● **Entries supplied**:
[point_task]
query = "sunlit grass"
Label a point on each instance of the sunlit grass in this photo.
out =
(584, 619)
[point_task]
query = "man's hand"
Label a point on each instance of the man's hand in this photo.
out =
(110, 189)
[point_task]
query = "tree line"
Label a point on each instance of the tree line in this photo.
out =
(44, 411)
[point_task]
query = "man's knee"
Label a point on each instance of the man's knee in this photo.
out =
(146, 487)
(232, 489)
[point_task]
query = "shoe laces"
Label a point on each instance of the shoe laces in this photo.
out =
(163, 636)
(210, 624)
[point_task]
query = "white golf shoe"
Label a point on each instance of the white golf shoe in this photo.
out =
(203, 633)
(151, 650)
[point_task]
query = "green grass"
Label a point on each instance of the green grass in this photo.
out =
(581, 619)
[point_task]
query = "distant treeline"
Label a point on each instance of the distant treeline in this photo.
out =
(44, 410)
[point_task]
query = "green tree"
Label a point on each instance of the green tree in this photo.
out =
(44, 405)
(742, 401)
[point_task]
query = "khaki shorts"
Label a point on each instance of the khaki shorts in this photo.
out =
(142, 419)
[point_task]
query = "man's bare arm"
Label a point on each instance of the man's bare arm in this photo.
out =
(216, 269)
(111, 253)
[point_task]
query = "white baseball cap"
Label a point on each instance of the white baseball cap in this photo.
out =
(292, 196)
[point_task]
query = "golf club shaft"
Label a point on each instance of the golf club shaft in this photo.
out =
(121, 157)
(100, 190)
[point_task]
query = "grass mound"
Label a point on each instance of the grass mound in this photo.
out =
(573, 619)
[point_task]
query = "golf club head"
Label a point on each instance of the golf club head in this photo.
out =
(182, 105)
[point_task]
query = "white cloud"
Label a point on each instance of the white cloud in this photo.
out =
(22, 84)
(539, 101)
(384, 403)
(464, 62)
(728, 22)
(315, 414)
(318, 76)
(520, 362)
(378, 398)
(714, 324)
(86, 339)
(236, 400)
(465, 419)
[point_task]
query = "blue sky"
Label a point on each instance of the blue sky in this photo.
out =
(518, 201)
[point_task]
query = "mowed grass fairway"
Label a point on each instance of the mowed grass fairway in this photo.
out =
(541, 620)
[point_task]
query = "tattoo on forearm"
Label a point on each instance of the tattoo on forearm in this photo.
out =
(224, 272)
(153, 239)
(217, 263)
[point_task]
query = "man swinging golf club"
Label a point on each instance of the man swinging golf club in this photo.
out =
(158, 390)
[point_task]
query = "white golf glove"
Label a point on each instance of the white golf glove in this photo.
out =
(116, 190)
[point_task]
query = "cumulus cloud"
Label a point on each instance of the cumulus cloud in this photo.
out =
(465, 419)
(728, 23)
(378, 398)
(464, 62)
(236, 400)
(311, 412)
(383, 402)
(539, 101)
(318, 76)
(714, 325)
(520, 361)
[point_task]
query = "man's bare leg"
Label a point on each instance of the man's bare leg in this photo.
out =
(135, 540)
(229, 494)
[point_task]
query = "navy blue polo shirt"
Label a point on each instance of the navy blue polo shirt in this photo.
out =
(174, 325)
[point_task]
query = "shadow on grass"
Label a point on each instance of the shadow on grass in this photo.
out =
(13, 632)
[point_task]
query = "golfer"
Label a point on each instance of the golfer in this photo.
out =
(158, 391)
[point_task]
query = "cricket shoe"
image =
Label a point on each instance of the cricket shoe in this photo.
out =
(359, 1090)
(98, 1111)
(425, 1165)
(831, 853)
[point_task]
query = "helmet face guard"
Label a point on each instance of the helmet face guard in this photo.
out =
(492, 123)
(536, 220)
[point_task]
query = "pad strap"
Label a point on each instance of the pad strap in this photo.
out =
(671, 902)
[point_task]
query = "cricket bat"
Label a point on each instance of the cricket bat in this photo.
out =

● **Work task**: Could you write out all the data exactly as it is given?

● **Task solution**:
[point_task]
query = "sunlit grass"
Label a point on each instance of the sunlit grass in this photo.
out =
(584, 619)
[point_task]
query = "man's hand"
Label a point on each instance of the man's hand in this photo.
out =
(110, 189)
[point_task]
query = "tree line"
Label a point on each instance of the tree line in this photo.
out =
(44, 411)
[point_task]
query = "man's knee"
Label a point on each instance of the man's knee in this photo.
out =
(146, 487)
(232, 489)
[point_task]
query = "shoe laces"
Label a point on each instance of the shoe laces in this photo.
out =
(163, 636)
(210, 624)
[point_task]
query = "white golf shoe"
Label a point on each instance of the white golf shoe in this photo.
out =
(203, 633)
(151, 650)
[point_task]
query = "green grass"
Label a point on each instance of the green grass in this photo.
out =
(581, 619)
[point_task]
query = "distant treeline"
Label a point on each instance of the distant treeline in this photo.
out =
(44, 410)
[point_task]
query = "green tree"
Label a point on each instance of the green tree in this photo.
out =
(44, 405)
(742, 401)
[point_task]
query = "khaki shorts"
Label a point on each instance of the khaki shorts in this photo.
out =
(142, 419)
[point_task]
query = "man's bare arm"
Label a point on each instance of the man's bare arm in this photo.
out =
(216, 269)
(111, 253)
[point_task]
query = "white baseball cap"
Label a point on each instance of the white baseball cap in this photo.
out =
(292, 196)
[point_task]
query = "golf club shaft"
Label a point on each instance of the golf club shaft in this photo.
out =
(121, 157)
(100, 190)
[point_task]
query = "grass mound"
Label a point on each instance of the grass mound in this photo.
out =
(573, 619)
[point_task]
query = "golf club head"
Label a point on each instance of the golf club head in this photo.
out =
(182, 105)
[point_task]
query = "white cloud"
Label a point on each instance of the white cloud in this photo.
out =
(22, 84)
(539, 101)
(384, 403)
(464, 62)
(728, 22)
(315, 414)
(318, 76)
(520, 362)
(378, 398)
(714, 324)
(86, 339)
(236, 400)
(465, 419)
[point_task]
query = "blue sky"
Label a point on each instance of the blue sky in this photo.
out =
(518, 201)
[point_task]
query = "mowed grass fairway"
Label a point on each instance of the mowed grass fairway in this photo.
out =
(541, 620)
[point_task]
query = "tattoo on forearm"
Label a point on each instance of the tattoo on forearm in this photo.
out =
(224, 272)
(153, 239)
(217, 263)
[point_task]
query = "man swinging golf club"
Label a point on each instance of the man swinging golf club in this photo.
out =
(158, 390)
[point_task]
query = "white golf glove"
Label a point on each instance of the white golf glove in this photo.
out =
(116, 190)
[point_task]
query = "cumulus cloud"
Label a point on each instance of the cumulus cloud in this photo.
out =
(465, 419)
(728, 23)
(378, 398)
(464, 62)
(236, 400)
(311, 412)
(383, 402)
(539, 101)
(318, 76)
(714, 325)
(520, 361)
[point_task]
query = "man's bare leg"
Label a point on each instance of the man's bare leg in this photo.
out =
(135, 540)
(229, 494)
[point_task]
query = "navy blue polo shirt"
Label a point on each instance of the navy blue polo shirt in this photo.
out =
(174, 325)
[point_task]
query = "shadow on grass"
Label a point on each instance of the shadow on grass in this photo.
out =
(13, 632)
[point_task]
query = "golfer"
Label a point on each instance of the golfer in this photo.
out =
(158, 391)
[point_task]
query = "cricket shoe"
image =
Label a point on each instance of the cricket shoe in this photo.
out =
(359, 1090)
(98, 1111)
(425, 1165)
(831, 853)
[point_task]
query = "helmet face guard"
Label a point on each instance of the helmet face guard in this photo.
out =
(492, 123)
(536, 220)
[point_task]
query = "pad strap"
Label a point on each instance of the pad strap in this photo.
out =
(671, 902)
[point_task]
query = "cricket bat"
Label a point on each instance of the cricket bat in this photo.
out =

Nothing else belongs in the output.